STATED EXERCISE: Reproduce the records below word for word, leaving out the pictures.

<<<<

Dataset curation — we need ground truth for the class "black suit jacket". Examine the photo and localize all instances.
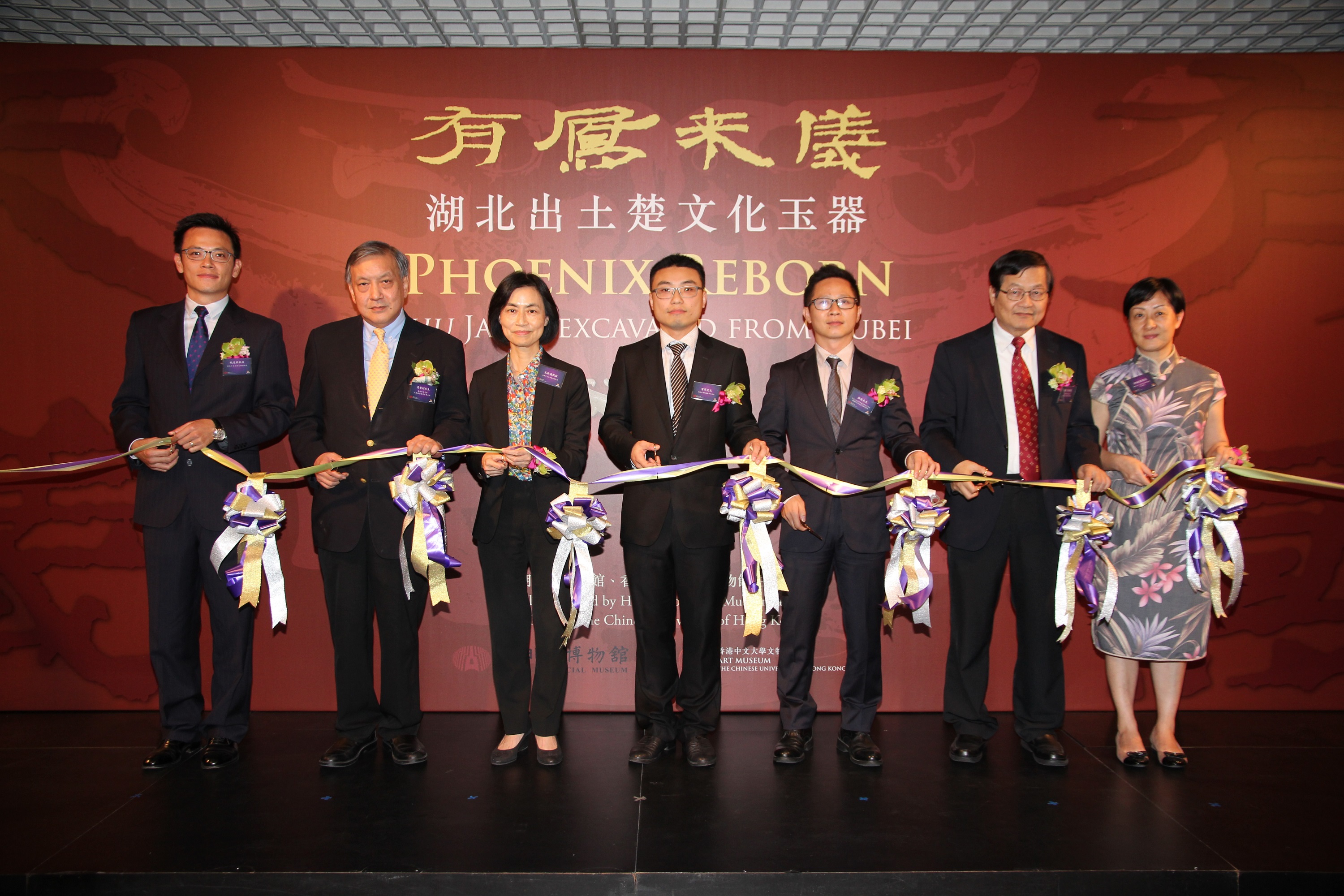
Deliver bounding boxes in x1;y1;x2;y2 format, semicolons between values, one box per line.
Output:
466;352;593;544
761;348;922;553
598;332;761;548
289;317;470;557
112;298;294;532
919;324;1101;551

>>>>

THE REPLY:
Dataset curation — we need ground truth for the class "black suit jacket". Examine the photo and localize all instances.
Deliver bounding boxes in x1;y1;x2;y2 format, semicolons between values, one box per line.
Output:
466;352;593;544
761;348;922;553
598;332;761;548
289;317;470;557
112;298;294;532
919;324;1101;551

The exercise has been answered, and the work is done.